TASK INSTRUCTIONS.
(1) According to the press release on Hiram Monserrate, on what date was he arrested?
(2) Pick up the press release on Hiram Monserrate after its last sentence and keep writing it.

Councilman Eric Gioia (D, Queens) released the following statement upon receiving the news that State Senator Hiram Monserrate has been found guilty of a misdemeanor assault:
“There is no room in government or in the Democratic Party for people who commit such heinous crimes against women. Hiram Monserrate must be swiftly removed from office. Elected officials should rightfully be held to a higher standard, and New Yorkers living in Corona, Elmhurst, East Elmhurst and Jackson Heights deserve better representation than a convicted perpetrator of domestic violence. As a father of two daughters, I was appalled by the circumstances revealed in the trial, which truly shock the conscience. I commend the Queens District Attorney’s office for their hard work.”
Monserrate was arrested on December 19, 2008 and accused of slashing Karla Giraldo in the face with a broken drinking glass during an argument in his Jackson Heights apartment. He was arraigned the same day and pled not guilty to the charges of second-degree assault, a felony that carries a maximum sentence of seven years in prison, and fourth-degree criminal possession of a weapon. If Monserrate is convicted, he will automatically be expelled from the Senate.

Saved entries.

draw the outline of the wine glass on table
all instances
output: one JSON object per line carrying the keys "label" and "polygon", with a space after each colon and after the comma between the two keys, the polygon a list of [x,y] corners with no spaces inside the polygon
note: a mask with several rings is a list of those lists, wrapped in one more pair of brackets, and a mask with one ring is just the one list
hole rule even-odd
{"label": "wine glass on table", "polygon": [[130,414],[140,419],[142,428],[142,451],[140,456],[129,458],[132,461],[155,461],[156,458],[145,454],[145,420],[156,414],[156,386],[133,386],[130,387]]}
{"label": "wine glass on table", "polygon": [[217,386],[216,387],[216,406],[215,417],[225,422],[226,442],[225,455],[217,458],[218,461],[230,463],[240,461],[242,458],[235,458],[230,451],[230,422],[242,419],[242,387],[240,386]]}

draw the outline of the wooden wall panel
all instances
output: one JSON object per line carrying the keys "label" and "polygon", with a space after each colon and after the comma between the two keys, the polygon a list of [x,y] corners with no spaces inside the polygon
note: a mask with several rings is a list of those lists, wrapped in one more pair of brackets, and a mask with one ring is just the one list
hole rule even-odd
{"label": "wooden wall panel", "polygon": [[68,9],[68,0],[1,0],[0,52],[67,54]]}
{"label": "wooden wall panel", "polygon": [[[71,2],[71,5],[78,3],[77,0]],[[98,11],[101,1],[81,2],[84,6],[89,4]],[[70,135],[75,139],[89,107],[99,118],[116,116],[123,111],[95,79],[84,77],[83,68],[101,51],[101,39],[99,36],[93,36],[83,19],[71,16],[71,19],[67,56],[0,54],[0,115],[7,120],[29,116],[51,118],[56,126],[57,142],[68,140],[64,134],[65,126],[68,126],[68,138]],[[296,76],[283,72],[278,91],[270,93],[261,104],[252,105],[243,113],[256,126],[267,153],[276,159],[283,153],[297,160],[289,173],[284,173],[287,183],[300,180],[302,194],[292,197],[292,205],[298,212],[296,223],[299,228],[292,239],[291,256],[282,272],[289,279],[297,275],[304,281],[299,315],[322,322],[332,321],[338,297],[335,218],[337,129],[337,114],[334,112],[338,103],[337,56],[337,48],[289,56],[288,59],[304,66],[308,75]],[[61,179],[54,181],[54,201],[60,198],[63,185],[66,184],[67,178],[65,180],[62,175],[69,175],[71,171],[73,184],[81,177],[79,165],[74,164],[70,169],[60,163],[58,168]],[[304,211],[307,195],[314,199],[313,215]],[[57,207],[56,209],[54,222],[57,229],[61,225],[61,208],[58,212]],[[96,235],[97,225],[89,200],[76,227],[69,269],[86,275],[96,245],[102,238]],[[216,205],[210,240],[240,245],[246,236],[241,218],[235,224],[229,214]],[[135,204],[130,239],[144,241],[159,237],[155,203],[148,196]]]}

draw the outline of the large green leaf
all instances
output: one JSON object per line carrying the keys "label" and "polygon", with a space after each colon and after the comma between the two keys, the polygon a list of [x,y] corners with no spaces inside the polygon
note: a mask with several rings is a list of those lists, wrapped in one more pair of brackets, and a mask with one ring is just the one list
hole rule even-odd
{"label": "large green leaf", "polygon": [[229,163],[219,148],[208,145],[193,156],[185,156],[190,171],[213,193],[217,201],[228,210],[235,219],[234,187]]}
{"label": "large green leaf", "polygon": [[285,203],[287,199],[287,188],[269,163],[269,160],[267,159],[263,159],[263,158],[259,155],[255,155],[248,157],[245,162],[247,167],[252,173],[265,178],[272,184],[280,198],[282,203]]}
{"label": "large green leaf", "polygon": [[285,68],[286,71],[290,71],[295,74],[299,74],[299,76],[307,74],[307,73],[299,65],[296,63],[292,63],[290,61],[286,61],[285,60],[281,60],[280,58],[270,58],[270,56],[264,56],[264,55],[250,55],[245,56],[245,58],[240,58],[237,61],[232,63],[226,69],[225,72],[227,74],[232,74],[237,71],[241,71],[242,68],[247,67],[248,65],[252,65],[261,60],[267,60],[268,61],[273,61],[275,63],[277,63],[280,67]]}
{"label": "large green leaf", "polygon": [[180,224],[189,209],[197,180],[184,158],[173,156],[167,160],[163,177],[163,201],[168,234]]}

ANSWERS TO THE EXERCISE.
(1) December 19, 2008.

(2)
His companion initially made statements to hospital staff and the police which led to his arrest. She later changed her account to match that of Monserrate namely that the cuts on her face near her left eye from a broken glass were an accident and she is no longer cooperating with the investigation.
Sources have discussed with the media evidence including video surveillance that support the charges of assault and the attempt to cover it up.
On February 27, 2009, the order of protection which prevents Monserrate from having contact with Giraldo was extended over the objections of Monserrate’s attorney.
On March 23, 2009, a Queens grand jury indicted Monserrate on three counts of felony assault on Giraldo and three counts of misdemeanor assault. If convicted, the maximum sentence would be seven years. Monserrate denied the charges, saying “Listen, the reality is that from the very beginning I have said this was an accident. My girlfriend said it’s an accident. This is an accident and we look forward to the dismissal of all these charges based on the truth.”
The charges were not dismissed and proceeded to trial where Monserrate waived his right to a jury on September 18, 2009. As his trial started, the security camera videotape described above was entered in evidence and made public. It shows his girlfriend screaming and clutching at doorways as he forces her outside.
On, October 15, 2009, Monserrate was acquitted on the second-degree assault felony accounts, convicted on a third-degree assault misdemeanor count, and therefore will retain his seat in the New York State Senate.